# 抜粋本文:
これらの結果を総合的に判断し、原因疾患の特定や治療方針の決定に役立てます。吸収不良の原因は複雑に絡み合っていることが多いため、複数の検査を段階的に行うのが一般的です。


治療法と日常生活の注意点

①原因疾患の治療と管理

吸収不良症候群の治療は、その根本原因に応じて異なります。セリアック病であれば、グルテンを完全に除去する食事療法が基本になります。クローン病や潰瘍性大腸炎の場合は、炎症を抑えるための免疫抑制剤や生物学的製剤の投与が行われます。

膵機能不全が原因であれば、消化酵素の補充や脂肪制限食の導入が推奨されます。胆汁分泌の問題がある場合には、胆汁酸製剤の使用も検討されます。これらの治療に加えて、定期的なフォローアップによる栄養状態のモニタリングが重要です。

②食事療法とサプリメント

食事は、吸収不良症候群の管理において最も基本かつ重要な柱の一つです。低脂肪・高たんぱく・消化の良い食材を中心にしながら、ビタミンやミネラルを補える食事を心がけましょう。また、乳糖不耐症の人には乳製品の制限が有効な場合もあります。

さらに、医師の指導のもとでビタミンDやビタミンB12、鉄分、亜鉛、カルシウムなどのサプリメントを取り入れることが推奨されるケースもあります。特に脂溶性ビタミンは吸収不良によって欠乏しやすいため、医師と相談しながら適切に補うことが大切です。

③ストレス管理の重要性

消化管は「第二の脳」とも呼ばれるほど、自律神経と密接に関わっています。ストレスや不安、睡眠不足があると、腸の動きや消化吸収能力が低下してしまうのです。とくにIBSの患者では、ストレスが直接的な誘因になることが多いため、リラクゼーションやマインドフルネス、カウンセリングなどを取り入れた生活改善が求められます。

# データセット項目:
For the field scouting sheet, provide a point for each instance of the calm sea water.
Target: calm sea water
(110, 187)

...

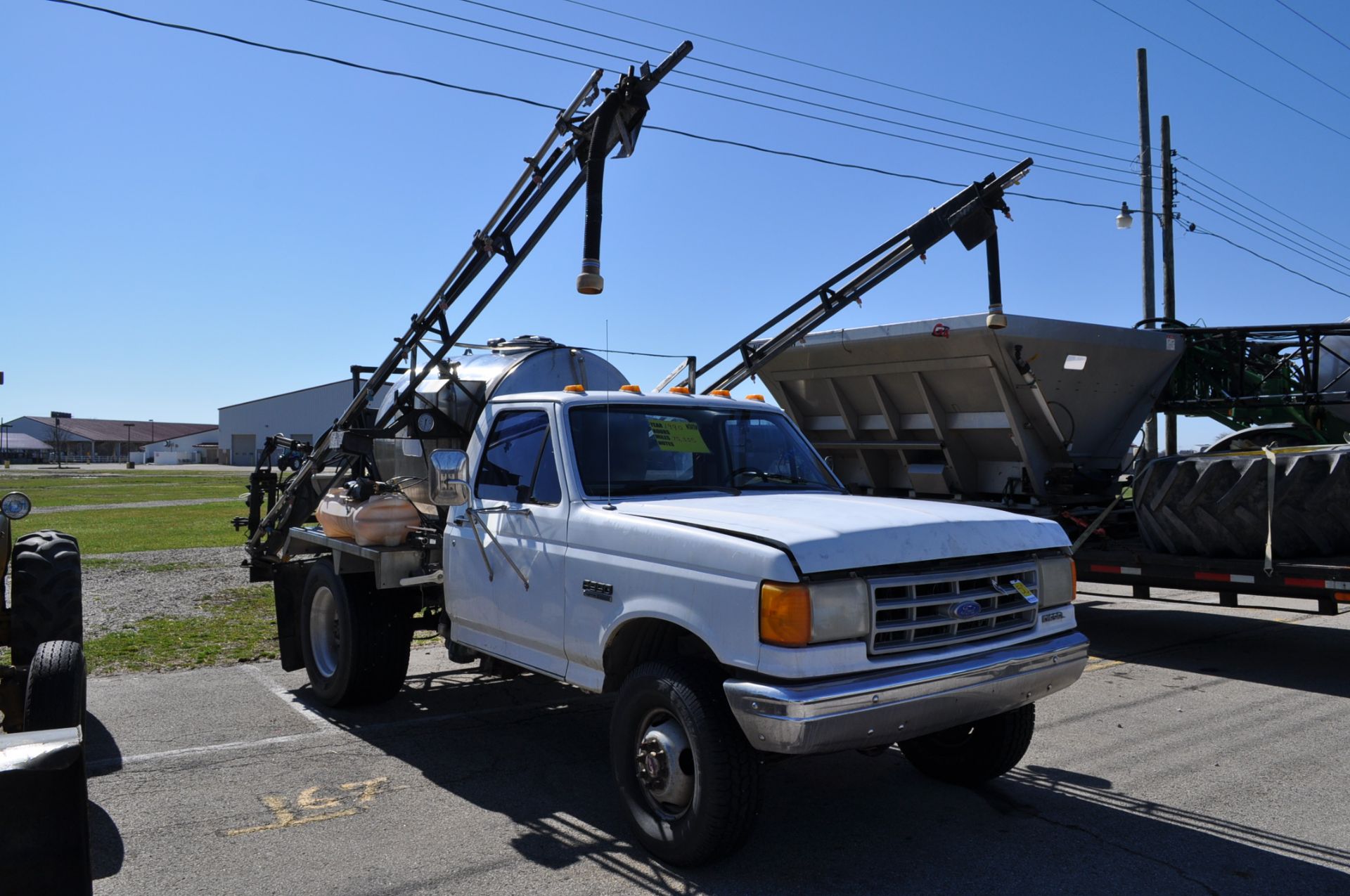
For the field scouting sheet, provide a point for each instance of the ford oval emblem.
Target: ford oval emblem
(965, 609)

# 本文に関する設問:
**A)** 吸収不良症候群に関する抜粋本文では、脂溶性ビタミンについて、医師と相談しながら適切に補うことが大切だとしています。本文に示された理由を1〜3文で説明してください。
**B)** 吸収不良症候群の治療に関する抜粋本文を、最後の文の後から書き継いでください。
データセットの項目は、本文とは関係のない別個の資料です。

# 解答:
**A)** 脂溶性ビタミンは、吸収不良によって欠乏しやすいためです。

**B)**
日記をつけて、どんな時に症状が悪化するかを記録するのも非常に有効です。心と体の両面からアプローチすることで、治療の効果を高めることができます。


医師に相談するべきタイミング

①症状の持続期間と重症度

「たまにお腹を壊す」というレベルなら、軽い食当たりや一時的な体調不良の可能性があります。しかし、「食べるたびに下痢になる」「体重が減る」「倦怠感が取れない」といった症状が2週間以上続くようであれば、早急に医師へ相談する必要があります。

特に、脂肪便や便の色の異常、悪臭、便に血が混じるなどの症状がある場合は、消化器系の深刻な異常が疑われます。自己判断に頼らず、内科や消化器内科での診察を受けましょう。

②自己判断によるリスク

「体質だから仕方ない」「いつものこと」と考えてしまうと、病気の早期発見の機会を逃してしまいます。吸収不良が進行すると、骨粗しょう症、貧血、免疫力低下など多くの合併症を引き起こすリスクがあります。

市販薬に頼り続けることも危険です。下痢止めや整腸剤で一時的に症状が抑えられても、根本原因が改善されない限り、症状は再発・悪化する可能性があります。専門医による正確な診断と、継続的な治療方針の策定が極めて重要です。


食生活で注意すべきポイント

①低脂肪・高繊維の食事法

吸収不良症候群の管理には、消化に負担をかけない食事が基本です。脂肪分が多い食事は消化に時間がかかるうえに、膵機能が低下している人には非常に負担になります。そのため、低脂肪の肉や魚、蒸した野菜、雑炊などがおすすめです。

一方、食物繊維は腸内環境を整えるのに有効ですが、摂り過ぎるとガスが溜まりやすくなります。特にIBSの患者は不溶性繊維よりも、水溶性食物繊維(オートミール、りんご、バナナなど)を中心に摂取するとよいでしょう。

②食物アレルゲンの除去

特定の食品が原因で吸収不良や下痢が起きる場合があります。グルテン、乳糖、大豆、ナッツ、魚介類などは代表的な食物アレルゲンです。自己判断で除去するのではなく、必要に応じてアレルギー検査や食事日誌をつけながら、医師と相談して対応しましょう。

③発酵食品の活用

腸内環境を整えるためには、善玉菌を増やす発酵食品の摂取も効果的です。ヨーグルト、納豆、キムチ、味噌などは、乳酸菌やビフィズス菌が含まれており、腸の免疫力や消化吸収力を向上させてくれます。ただし、乳糖不耐症の人はヨーグルトに注意が必要です。


子どもの場合はどう対処する?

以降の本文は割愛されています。